━━━ TEXTO MOSTRADO ━━━

De la obra de Layna Serrano poco queda ya por decir que no se sepa: con un lenguaje castizo, una documentación enorme, y una elaboración meticulosa, el que fuera cronista de la provincia elaboró entre 1931 y 1971 una monumental aportación bibliográfica que cuajó en 8 grandes obras a las que se han añadido sus artículos sueltos en revistas especializadas.


Una memoria palpitante


La ciudad de Guadalajara fue, como tantas otras en Castilla, una ciudad conventual, entre los siglos XII (tras la instauración del reino castellano en ella) y el XIX (en que las políticas liberales y desamortizadoras acabaron con prácticamente todo rastro de conventualismo).
Entre los límites de esos siglos, fueron 14 los conventos que surgieron. De todos ellos, tan solo uno queda hoy vivo y en pie, ocupado de la misma comunidad para la que fue creado: el convento de San José, de monjas carmelitas descalzas, del que luego haré breve semblanza.
Del resto de los conventos creados, nada queda, aunque sí los edificios de algunos, transformados en iglesias parroquiales o destinados a otros menesteres: el de San Francisco está viendo, tras pasar al Ayuntamiento, renovado y restaurado su interior, que durante 150 fue dedicado a cuartel y Gobierno Militar; los de dominicos y jesuitas son hoy iglesias parroquiales de San Ginés y San Nicolás, respectivamente. Los de las bernardas, las jerónimas, las concepcionistas de San Acacio, los franciscanos de San Antonio, los hermanos de San Juan de Dios y algún otro, desaparecieron por completo, incluso físicamente. Y de los carmelitas de la epifanía quedó en pie todo, convento e iglesia, aunque hoy ocupado por franciscanos y religiosas concepcionistas. Las clarisas solo conservaron el templo (hoy parroquia de Santiago), y las franciscanas de la Piedad tuvieron como herederos a la Diputación Provincial y luego al ministerio de Educación y ciencia, convirtiendo su viejo palacio de Mendoza y su templo de La Piedad en dependencias del Instituto de Educación Secundaria “Liceo Caracense”
En su libro, Layna no trata de otros conventos y comunidades religiosas que han llegado a asentar y ser clásicas en la ciudad, como las Adoratrices sobre la fundación de María Diega Desmaissiéres, duquesa de Sevillano, o las Hermanas de los Ancianos Desamparados, en la Concordia, o las Francesas y las Anas en enseñanza, o las religiosas de San Vicente Paul en la asistencia sanitaria: consideró estas órdenes, nacidas en el siglo XIX con una proyección social y evangelizadora muy neta, como “no antiguas” y por lo tanto ni sus historia ni sus edificios han cabido en este libro.

━━━ LÍNEAS REGISTRADAS ━━━

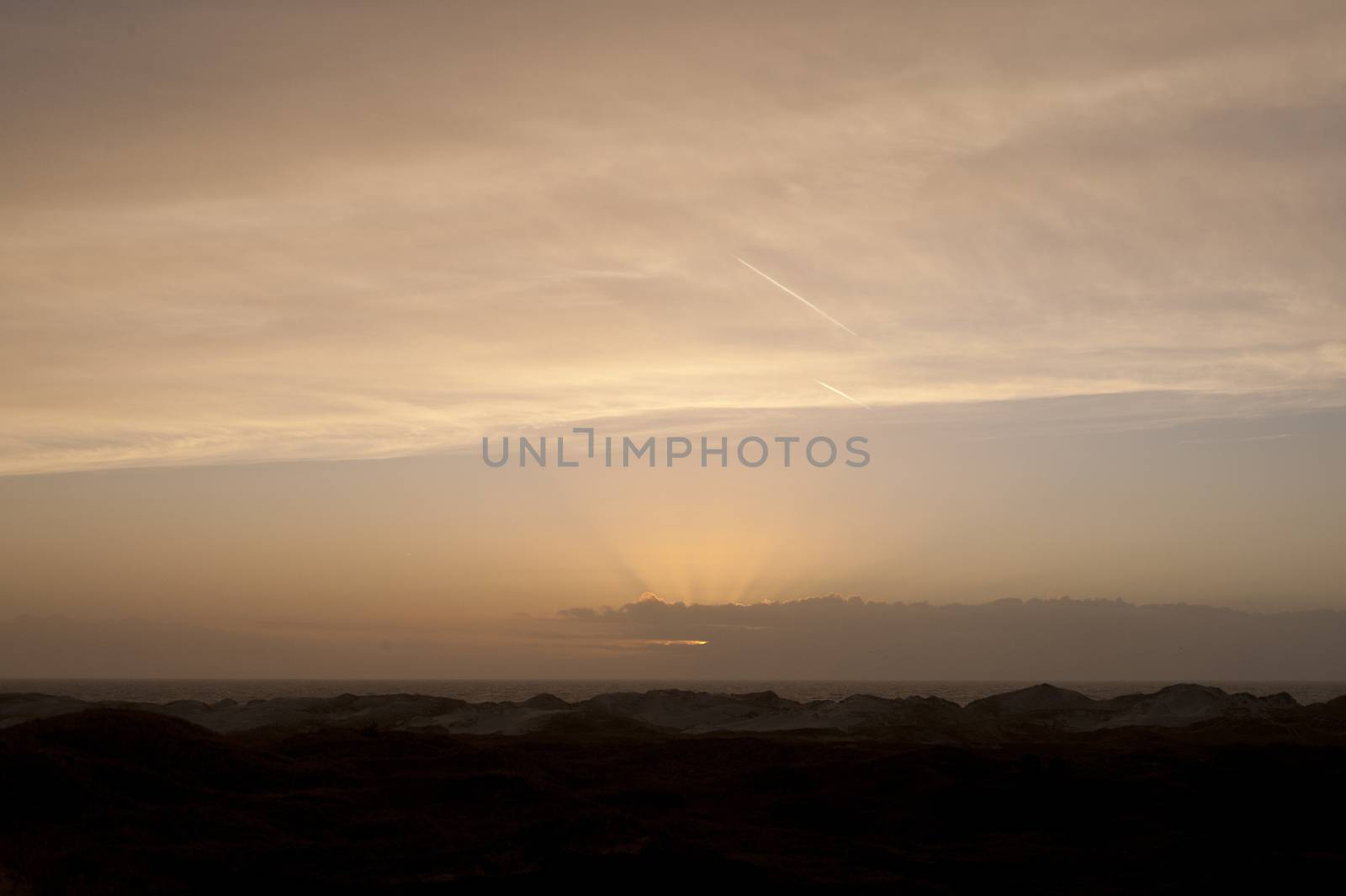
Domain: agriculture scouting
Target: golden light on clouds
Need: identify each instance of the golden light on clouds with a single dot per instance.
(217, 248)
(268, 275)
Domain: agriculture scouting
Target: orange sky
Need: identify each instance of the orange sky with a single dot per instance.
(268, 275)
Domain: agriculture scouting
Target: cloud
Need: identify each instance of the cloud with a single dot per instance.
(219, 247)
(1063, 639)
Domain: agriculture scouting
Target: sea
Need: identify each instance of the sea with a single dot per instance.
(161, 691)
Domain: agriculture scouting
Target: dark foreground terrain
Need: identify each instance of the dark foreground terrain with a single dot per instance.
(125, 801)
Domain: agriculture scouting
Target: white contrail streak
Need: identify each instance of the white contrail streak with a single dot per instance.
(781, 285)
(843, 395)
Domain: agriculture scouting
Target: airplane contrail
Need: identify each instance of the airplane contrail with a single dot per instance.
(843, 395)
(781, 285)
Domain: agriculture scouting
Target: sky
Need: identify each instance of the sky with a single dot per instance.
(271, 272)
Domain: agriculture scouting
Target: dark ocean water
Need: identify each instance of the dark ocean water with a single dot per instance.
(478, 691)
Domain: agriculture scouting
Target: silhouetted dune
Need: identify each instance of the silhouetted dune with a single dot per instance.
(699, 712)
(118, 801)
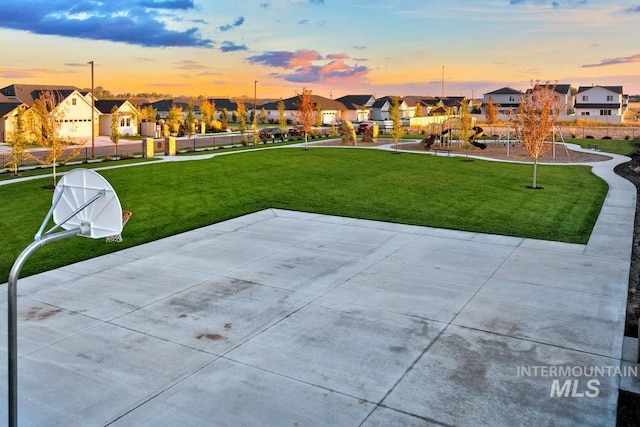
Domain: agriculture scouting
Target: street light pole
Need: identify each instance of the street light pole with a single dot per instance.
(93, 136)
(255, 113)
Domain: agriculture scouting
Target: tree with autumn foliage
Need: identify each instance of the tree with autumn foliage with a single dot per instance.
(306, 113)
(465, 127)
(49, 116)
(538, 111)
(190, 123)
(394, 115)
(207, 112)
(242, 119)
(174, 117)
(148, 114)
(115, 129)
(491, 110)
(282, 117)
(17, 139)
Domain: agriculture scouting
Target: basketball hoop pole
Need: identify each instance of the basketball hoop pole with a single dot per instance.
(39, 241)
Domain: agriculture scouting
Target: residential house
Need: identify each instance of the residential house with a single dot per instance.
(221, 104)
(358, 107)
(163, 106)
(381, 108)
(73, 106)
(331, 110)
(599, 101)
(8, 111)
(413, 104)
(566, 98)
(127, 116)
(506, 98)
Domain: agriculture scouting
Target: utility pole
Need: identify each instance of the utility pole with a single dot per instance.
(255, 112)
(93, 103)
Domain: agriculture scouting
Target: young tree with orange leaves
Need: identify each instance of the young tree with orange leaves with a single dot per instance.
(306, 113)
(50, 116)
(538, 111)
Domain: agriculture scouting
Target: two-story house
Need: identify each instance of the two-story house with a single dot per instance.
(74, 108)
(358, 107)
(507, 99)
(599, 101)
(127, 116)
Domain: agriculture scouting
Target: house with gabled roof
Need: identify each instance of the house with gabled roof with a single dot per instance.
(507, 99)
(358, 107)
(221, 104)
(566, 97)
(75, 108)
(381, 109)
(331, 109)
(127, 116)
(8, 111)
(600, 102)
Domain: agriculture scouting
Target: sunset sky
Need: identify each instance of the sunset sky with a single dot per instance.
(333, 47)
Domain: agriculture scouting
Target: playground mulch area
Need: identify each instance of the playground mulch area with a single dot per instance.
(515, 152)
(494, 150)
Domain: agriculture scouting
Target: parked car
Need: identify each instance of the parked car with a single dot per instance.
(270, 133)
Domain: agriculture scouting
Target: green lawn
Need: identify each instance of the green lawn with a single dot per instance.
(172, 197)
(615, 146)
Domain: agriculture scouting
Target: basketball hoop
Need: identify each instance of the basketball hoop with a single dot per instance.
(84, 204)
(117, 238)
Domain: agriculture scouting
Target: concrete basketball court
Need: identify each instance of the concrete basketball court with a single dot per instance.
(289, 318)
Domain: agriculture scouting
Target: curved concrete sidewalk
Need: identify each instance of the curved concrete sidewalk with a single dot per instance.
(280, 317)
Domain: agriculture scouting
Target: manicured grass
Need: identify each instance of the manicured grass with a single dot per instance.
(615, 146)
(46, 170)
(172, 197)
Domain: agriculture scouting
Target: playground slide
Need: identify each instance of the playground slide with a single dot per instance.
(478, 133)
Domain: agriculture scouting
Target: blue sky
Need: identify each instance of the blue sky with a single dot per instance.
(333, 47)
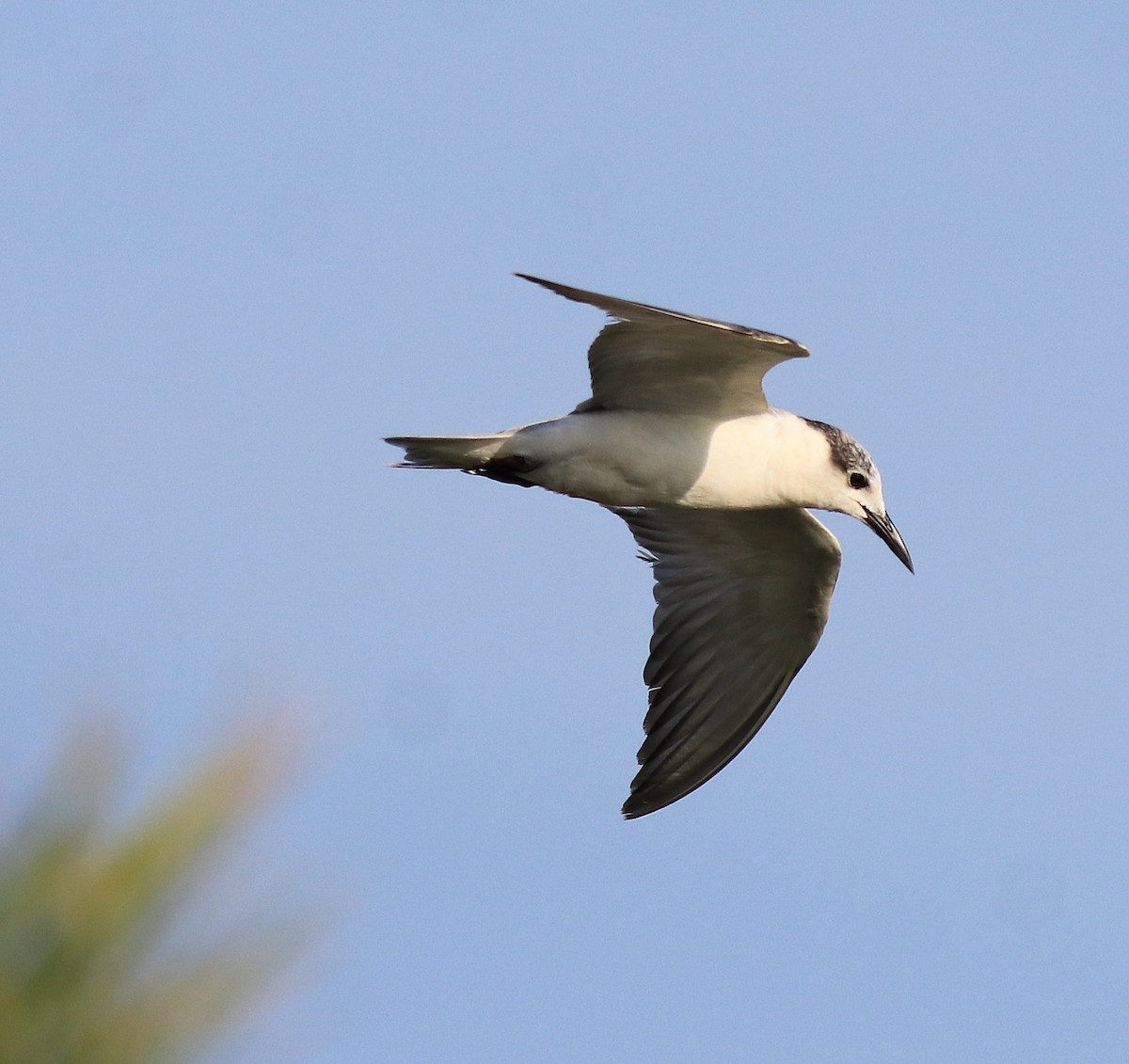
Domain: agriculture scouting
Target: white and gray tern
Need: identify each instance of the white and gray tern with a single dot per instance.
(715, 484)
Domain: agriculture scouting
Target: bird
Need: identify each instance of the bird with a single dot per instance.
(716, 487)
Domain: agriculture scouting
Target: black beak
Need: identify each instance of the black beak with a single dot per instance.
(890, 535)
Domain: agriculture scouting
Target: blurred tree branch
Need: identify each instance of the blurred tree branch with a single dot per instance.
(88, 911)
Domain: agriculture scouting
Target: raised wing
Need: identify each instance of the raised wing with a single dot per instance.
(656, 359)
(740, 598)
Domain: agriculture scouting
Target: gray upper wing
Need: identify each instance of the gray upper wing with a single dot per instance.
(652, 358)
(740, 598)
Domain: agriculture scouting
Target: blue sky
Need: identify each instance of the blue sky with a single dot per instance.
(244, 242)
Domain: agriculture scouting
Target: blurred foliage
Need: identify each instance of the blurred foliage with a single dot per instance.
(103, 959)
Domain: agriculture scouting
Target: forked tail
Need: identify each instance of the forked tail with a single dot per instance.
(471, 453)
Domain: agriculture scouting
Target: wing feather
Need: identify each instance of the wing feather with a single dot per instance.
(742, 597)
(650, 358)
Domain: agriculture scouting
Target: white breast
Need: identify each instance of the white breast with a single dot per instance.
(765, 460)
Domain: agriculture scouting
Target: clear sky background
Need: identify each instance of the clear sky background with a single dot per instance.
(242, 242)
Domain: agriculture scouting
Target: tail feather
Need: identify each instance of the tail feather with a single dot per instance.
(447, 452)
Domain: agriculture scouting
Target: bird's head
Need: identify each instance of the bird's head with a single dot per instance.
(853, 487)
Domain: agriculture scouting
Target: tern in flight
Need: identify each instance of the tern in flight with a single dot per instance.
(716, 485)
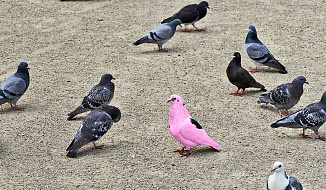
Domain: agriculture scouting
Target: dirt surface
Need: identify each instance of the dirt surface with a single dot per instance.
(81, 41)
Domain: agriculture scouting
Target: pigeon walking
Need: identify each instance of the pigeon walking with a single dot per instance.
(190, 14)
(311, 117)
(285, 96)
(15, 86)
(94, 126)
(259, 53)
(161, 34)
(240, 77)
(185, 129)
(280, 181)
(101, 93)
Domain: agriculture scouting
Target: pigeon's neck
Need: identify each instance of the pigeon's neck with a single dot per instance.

━━━

INDICACIÓN A:
Indica si cada afirmación concuerda con el texto sobre los conventos de Guadalajara, respondiendo sí o no y citando literalmente las palabras que lo deciden: (i) en la ciudad surgieron 14 conventos; (ii) el antiguo convento de los dominicos es hoy la parroquia de San Nicolás; (iii) las clarisas conservaron solo el templo.
INDICACIÓN B:
Prolonga el texto sobre los conventos de Guadalajara a partir de su última oración.

RESULTADO A:
(i) Sí: «fueron 14 los conventos que surgieron».
(ii) No: «los de dominicos y jesuitas son hoy iglesias parroquiales de San Ginés y San Nicolás, respectivamente».
(iii) Sí: «Las clarisas solo conservaron el templo».

RESULTADO B:
Lo interesante de esta obra, magnífica por el aspecto y por el contenido, que viene a ser esencia de la historia de Guadalajara, es el nacimiento de cada Convento, el arte que en él tuvo cabida, los personajes que dieron sus dineros para que creciera, las monjas y los frailes, algunos linajudos y otros eminentes, que los poblaron: una secuencia histórica, en fin, que abarca siete largos siglos de la historia local, y que ahora van a tener posibilidad de leer y recordar cuantos se interesan, aunque sea superficialmente, por los avatares pretéritos de Guadalajara.
Verán así descritas, con el castizo lenguaje de Layna, figuras como las infantas Isabel y Beatriz, hijas del rey Sancho IV y María de Molina, o la de doña María Fernández Coronel, fundadora de las clarisas, y mujer con arrestos como pocas en toda la historia de la ciudad. Sabrán de doña Brianda de Mendoza, organizadora proverbial, y de la duquesa doña Ana, devota y fundadora. Recordarán los nombres de tantas jóvenes alcarreñas que acabaron sus días en los conventos, que eran entonces, en pleno siglo XVI, lugar de reunión de la gente diversa que trabajaba y se entretenía, pero que los domingos acababan saludándose y cotilleando a las puertas de las monjas de la Piedad, en Santa Clara, o en el ancho prado delante de Santo Domingo.
Y se asombrará de lo que Guadalajara fue en punto al nacimiento del Renacimiento artístico, de la mano de arquitectos como Alonso de Covarrubias, Lorenzo Vázquez de Segovia o fray Alberto de la Madre de Dios, creadores de modas y avanzados diseñadores de edificios y formas.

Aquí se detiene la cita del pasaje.